What you are asked to do
Your task is to copy every line of the entries that contains "Query".

Extracted entries
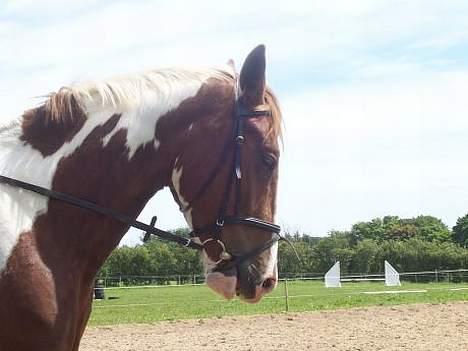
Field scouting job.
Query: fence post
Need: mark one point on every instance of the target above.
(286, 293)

==

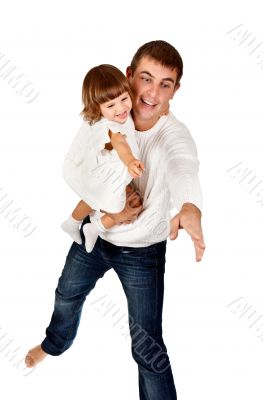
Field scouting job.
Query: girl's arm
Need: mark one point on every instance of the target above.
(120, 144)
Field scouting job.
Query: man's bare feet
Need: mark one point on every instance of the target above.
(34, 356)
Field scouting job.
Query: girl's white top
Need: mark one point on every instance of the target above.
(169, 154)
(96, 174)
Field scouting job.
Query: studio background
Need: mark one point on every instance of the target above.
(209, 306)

Output of the task
Query: fence post
Query: girl's arm
Query: man's bare feet
Query: girl's white top
Query: studio background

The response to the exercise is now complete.